What you have to do. List every line in the rows below that contains the word "target", matching case exactly.

Data records.
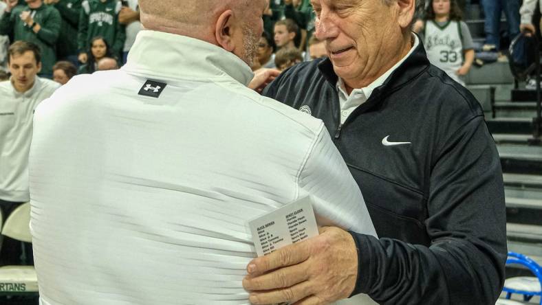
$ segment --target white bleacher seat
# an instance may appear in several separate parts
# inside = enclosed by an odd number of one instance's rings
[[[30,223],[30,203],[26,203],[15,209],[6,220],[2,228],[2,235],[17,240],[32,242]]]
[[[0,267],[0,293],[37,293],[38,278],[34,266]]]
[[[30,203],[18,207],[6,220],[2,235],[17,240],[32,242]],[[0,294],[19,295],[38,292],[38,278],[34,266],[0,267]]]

* * *

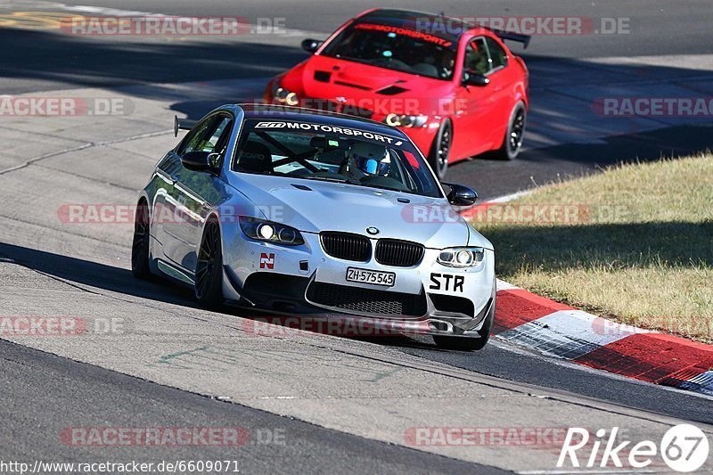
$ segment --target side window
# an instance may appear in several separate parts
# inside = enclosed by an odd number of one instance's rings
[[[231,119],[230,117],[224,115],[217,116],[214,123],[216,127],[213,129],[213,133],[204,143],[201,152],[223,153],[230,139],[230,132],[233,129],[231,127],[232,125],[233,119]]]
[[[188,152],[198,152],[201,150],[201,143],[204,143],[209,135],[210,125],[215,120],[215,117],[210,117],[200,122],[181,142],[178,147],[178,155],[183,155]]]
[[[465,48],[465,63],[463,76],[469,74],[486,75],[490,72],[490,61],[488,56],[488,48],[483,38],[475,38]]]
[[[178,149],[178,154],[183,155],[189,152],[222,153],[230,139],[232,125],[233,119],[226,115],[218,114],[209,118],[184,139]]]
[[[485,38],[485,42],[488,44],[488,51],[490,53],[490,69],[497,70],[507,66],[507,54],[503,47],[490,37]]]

--

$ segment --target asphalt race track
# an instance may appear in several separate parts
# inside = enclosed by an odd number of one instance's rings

Final result.
$ segment --target white bleacher seat
$ segment --target side window
$ segment --target asphalt race track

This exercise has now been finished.